Directions for this task: Below is a block of records; repeat all of them exactly.

Available data:
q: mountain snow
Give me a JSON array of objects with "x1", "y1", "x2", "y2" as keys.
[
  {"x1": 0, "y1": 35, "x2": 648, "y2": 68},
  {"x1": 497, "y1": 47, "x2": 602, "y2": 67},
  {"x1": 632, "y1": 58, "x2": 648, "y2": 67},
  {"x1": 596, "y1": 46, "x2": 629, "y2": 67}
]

Output below:
q: mountain snow
Give me a JSON array of objects with "x1", "y1", "x2", "y2" as keys.
[
  {"x1": 0, "y1": 35, "x2": 648, "y2": 68},
  {"x1": 497, "y1": 47, "x2": 602, "y2": 67},
  {"x1": 632, "y1": 58, "x2": 648, "y2": 67},
  {"x1": 596, "y1": 46, "x2": 629, "y2": 67}
]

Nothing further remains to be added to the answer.